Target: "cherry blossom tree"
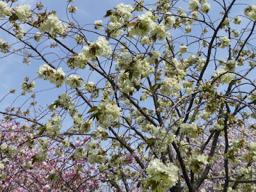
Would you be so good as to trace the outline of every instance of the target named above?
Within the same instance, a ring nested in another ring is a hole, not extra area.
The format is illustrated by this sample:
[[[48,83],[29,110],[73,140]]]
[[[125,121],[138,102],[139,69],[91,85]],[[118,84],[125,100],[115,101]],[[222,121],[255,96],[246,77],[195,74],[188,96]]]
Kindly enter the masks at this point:
[[[72,0],[0,1],[1,58],[40,63],[0,112],[1,189],[255,191],[250,3],[130,1],[83,26]]]

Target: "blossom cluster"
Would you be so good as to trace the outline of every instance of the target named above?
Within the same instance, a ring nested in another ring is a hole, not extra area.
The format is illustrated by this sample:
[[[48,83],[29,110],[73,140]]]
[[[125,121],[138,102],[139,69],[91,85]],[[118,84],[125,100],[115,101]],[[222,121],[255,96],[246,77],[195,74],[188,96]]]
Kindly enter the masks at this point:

__YOUR OBJECTIVE__: Print every line of the material above verbatim, omitting the pictures.

__FINISHED ANSWER__:
Target: "cherry blossom tree"
Would you be so good as to trace the outline of every instance of the target named above?
Within the same instance, a ring nested in another ring is a hole, not extra area.
The format is illustrated by this sample:
[[[48,83],[29,110],[73,140]]]
[[[125,121],[138,102],[139,69],[91,85]],[[118,84],[125,100],[115,101]],[[222,121],[255,96],[246,77],[195,74],[188,96]]]
Kindly enter the masks at this point:
[[[72,0],[0,1],[1,58],[40,63],[0,112],[1,189],[255,191],[250,3],[130,1],[83,26]]]

Target: "blossom cluster"
Would you be so good as to trace the outline of every instance of the target named above?
Within the same instance, a ring nested in another ring is a hole, not extra area.
The format is illustrated by this sample:
[[[48,83],[29,110],[73,140]]]
[[[125,121],[138,102],[139,69],[91,85]],[[118,84],[125,100],[115,101]],[[222,121],[255,96],[246,77],[195,74],[188,96]]]
Kindly enter the masks at this point:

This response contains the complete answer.